RECORDS SUPPLIED:
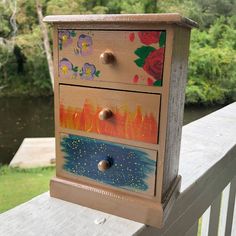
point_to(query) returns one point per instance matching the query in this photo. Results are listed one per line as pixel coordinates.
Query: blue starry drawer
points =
(116, 165)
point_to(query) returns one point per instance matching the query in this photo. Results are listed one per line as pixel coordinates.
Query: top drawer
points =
(130, 57)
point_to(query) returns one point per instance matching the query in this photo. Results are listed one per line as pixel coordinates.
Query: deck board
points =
(35, 152)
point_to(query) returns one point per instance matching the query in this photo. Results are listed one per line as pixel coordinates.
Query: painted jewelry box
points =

AIM OF THE TASK:
Copy every line of the data above, leaving out the pictures, and shift each pixel coordinate given as an answer by adding 3 to it.

OUTPUT OF THE TASK:
point_to(query) returns one point per instance matching the query in this photo. Results are listed one per line as pixel coordinates.
Query: blue starry drawer
points =
(119, 168)
point_to(query) returns one point per instance matching the query in this photo. Results are listed one per line as pixel coordinates.
Query: top drawer
points =
(133, 60)
point_to(query) returns one point per instance matching the query in this photo. Results are listed one per line as pixel coordinates.
Query: deck board
points =
(38, 155)
point_to(query) returns one point per instance matching the query in this photo. Results are listed one per line as pixel coordinates.
Query: painted jewelry box
points =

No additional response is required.